BEGIN DATA SECTION

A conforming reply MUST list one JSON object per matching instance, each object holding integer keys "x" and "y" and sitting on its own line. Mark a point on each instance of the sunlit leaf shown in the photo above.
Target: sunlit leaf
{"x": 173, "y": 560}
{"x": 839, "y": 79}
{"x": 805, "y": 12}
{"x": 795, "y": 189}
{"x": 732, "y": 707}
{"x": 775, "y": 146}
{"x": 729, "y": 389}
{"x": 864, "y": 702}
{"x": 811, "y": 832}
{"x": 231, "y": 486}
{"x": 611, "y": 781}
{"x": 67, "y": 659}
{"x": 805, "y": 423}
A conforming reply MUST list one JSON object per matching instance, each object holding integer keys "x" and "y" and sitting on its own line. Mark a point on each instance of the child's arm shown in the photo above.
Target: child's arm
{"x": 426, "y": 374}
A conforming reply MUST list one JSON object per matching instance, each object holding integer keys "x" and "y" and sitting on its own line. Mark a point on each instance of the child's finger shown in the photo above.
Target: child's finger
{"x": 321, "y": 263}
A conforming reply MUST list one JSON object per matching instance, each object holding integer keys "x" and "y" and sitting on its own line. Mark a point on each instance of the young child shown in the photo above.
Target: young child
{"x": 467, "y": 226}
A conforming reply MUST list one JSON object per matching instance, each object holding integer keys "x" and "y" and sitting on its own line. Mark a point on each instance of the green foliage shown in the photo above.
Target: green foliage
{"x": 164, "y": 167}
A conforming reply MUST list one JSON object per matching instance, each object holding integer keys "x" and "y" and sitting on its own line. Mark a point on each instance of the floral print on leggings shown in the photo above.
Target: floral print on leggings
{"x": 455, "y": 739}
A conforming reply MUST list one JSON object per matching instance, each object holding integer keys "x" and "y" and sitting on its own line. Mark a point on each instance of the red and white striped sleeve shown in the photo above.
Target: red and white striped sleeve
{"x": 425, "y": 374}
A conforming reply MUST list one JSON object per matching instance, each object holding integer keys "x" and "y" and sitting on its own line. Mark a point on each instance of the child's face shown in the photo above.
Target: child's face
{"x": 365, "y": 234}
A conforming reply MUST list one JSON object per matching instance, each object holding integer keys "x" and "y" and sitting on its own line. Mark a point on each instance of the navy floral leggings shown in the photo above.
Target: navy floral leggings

END DATA SECTION

> [REQUIRED ACTION]:
Every line above should be reproduced precisely.

> [THE ANSWER]:
A conforming reply MUST list one JSON object per matching instance, each object holding integer keys "x" and "y" and sitting on its own line. Mark a point on each instance of the sunlit leaf shown in the photo above.
Target: sunlit leaf
{"x": 173, "y": 560}
{"x": 839, "y": 79}
{"x": 805, "y": 12}
{"x": 795, "y": 189}
{"x": 732, "y": 707}
{"x": 775, "y": 146}
{"x": 729, "y": 389}
{"x": 864, "y": 702}
{"x": 811, "y": 832}
{"x": 231, "y": 486}
{"x": 611, "y": 781}
{"x": 67, "y": 659}
{"x": 805, "y": 423}
A conforming reply MUST list one JSON object per matching instance, each object holding integer keys "x" and "y" and sitting on its own line. Mark a point on each instance of the child's arm shown in the photo above.
Target: child's arm
{"x": 426, "y": 374}
A conforming reply MUST list one JSON object per matching instance, each object holding integer keys "x" and "y" and sitting on its own line. Mark a point on each instance of the child's finger shown in the photo above.
Target: child's finger
{"x": 321, "y": 263}
A conforming reply MUST list one JSON object per matching instance, each object holding integer keys "x" and "y" and sitting on its own line. Mark a point on each instance of the young child shown in the photo above.
Target: young child
{"x": 467, "y": 226}
A conforming reply MUST list one JSON object per matching instance, each object holding integer keys "x" and "y" and sitting on its own line. Mark a point on each instance of the green foliage shown in the photo above.
Target: green foliage
{"x": 164, "y": 167}
A conforming reply MUST list one JSON object per matching instance, each object holding integer keys "x" and "y" and sitting on its own line. Mark a point on each instance of the floral print on leggings shown in the photo above.
Target: floral print on leggings
{"x": 455, "y": 739}
A conforming reply MUST list one JSON object per matching instance, each object holding integer keys "x" and "y" and sitting on its own line. Mark a point on each instance of the red and white striped sleeve shown in the photo above.
Target: red and white striped sleeve
{"x": 425, "y": 374}
A conforming reply MUST list one JSON object per matching instance, each object holding integer keys "x" and "y" and sitting on its own line. Mark a point on each instance of the child's face shown in the photo above.
Target: child's face
{"x": 365, "y": 234}
A conforming reply MUST list one JSON object per matching instance, each object holding integer keys "x" and "y" and sitting on its own line. Mark a point on each instance of the navy floral leggings shown in the photo above.
Target: navy floral leggings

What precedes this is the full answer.